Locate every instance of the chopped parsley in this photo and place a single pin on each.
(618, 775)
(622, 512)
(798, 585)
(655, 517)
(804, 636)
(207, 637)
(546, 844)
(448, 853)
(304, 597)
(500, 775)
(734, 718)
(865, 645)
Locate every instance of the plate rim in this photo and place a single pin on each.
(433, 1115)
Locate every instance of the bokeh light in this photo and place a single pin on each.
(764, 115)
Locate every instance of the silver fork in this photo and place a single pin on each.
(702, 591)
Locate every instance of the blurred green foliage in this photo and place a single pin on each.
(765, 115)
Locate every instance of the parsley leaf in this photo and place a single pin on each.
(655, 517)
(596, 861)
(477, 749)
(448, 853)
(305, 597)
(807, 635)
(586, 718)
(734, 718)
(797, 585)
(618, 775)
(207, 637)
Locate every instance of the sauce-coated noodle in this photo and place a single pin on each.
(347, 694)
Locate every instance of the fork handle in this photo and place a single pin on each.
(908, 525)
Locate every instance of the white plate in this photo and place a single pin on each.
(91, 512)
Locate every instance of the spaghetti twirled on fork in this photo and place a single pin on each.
* * * * * * *
**Problem to solve**:
The range runs from the line with "Locate every instance of the parsley" to the last line of the entries above, both included. Restate it word for word.

**Answer to this exercise**:
Locate every instance of the parsley leaf in this photo and place a single pin on each.
(655, 517)
(596, 861)
(477, 749)
(448, 853)
(305, 597)
(807, 635)
(586, 718)
(734, 718)
(797, 585)
(618, 775)
(207, 637)
Locate every instance of the sauce-coated noodle in this photo and place a single pin on each.
(347, 694)
Locate every instance of the fork handle in this photo and place a single pin on each.
(908, 525)
Locate every instance of the white plate in this photo and place a single pin on each.
(91, 512)
Locate every instance of the spaghetti twirled on fork in this photo and place a single pin on each.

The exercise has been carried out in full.